[Start Excerpt]

Of course, this meant absolutely nothing to the corporate media, who universally went with the line (in four different news stations’ reports and in different newspapers) that what happened was a clash between minutemen (there wasn’t one minuteman in attendance) and loving, wonderful, pure, sweet, innocent people who “just wanted to celebrate Mexican independence.”
The controlled media continued their lies by running multiple quotes by parade marchers and Congressman Lloyd Doggett that basically anyone questioning anything was a Klu Klux Klan member.
Our crowd of about a hundred consisted of at least 15 Hispanics and 10 blacks. We have actual TV news reports that show some of these Hispanics and blacks who were with our protest in which they are falsely depicted as being with the other side. In one news clip by News 8 Austin, a young Hispanic girl is wearing an infowars "tyranny response team" t-shirt, but the clip implies that she was protesting us (while she’s talking on my bullhorn).

[End Excerpt]

Instruction 1:
Answer from the protest account:
(a) In how many news stations' reports did the same line appear?
(b) Which congressman is named as being quoted?
(c) What t-shirt was the young Hispanic girl in the News 8 Austin clip wearing?
Instruction 2:
Carry on the protest account, starting right after its final sentence.
The data that follows has no connection to the protest account.

[Start Dataset rows]

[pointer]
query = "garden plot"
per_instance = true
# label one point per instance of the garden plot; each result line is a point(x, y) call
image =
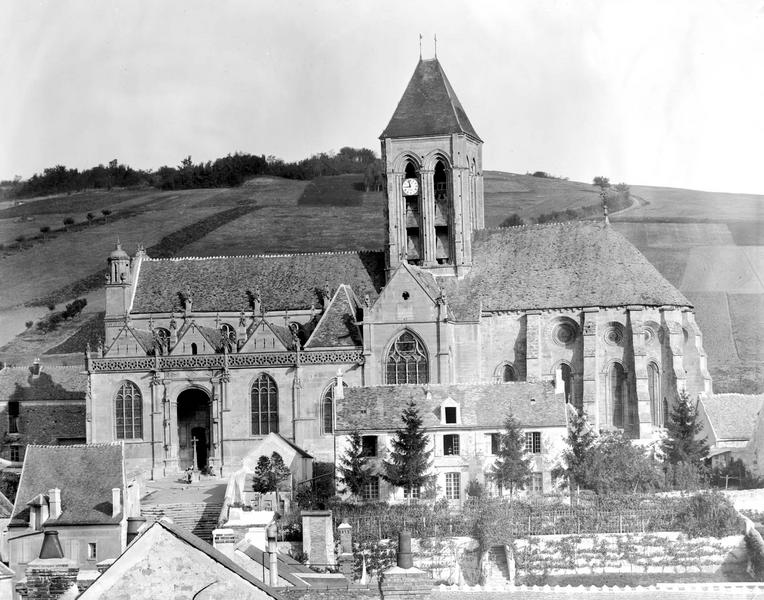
point(723, 269)
point(557, 560)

[End Dataset rows]

Exercise response 1:
(a) Four.
(b) Lloyd Doggett.
(c) An infowars "tyranny response team" t-shirt.

Exercise response 2:
Why does the corporate media have such a stake in making this a white vs. brown debate? Answer: divide and conquer.
(Oh, by the way, if any damages are accrued by these lies, people are going to get sued. Folks who know our history know that’s not a bluff.)
What did we witness? Why am I so upset?
At least a third of the participants we talked to said that Texas was Mexico and that they were taking over. Of this third their responses ranged from a belief that our two countries would merge into one nation to that all whites would be killed and that the entirety of the Americas would only be for “indigenous peoples.”
Of course the haters shouting all of this had European Spanish blood coursing through their veins.
In parts two and three, I will detail the long trail of horrors that I witnessed as well as posting a lengthy video report documenting our claims. We have ten hours of footage from four cameras, which includes people frothing and screaming racist comments and then calling us racists for saying that we should all live together in peace.
Near the end of the melee, one of my Hispanic friends walked over to me and began pointing out people wearing shirts promoting the author of the Plan of San Diego. Another friend who has taken Latin-American studies pointed out another shirt directly mentioning the Plan of San Diego.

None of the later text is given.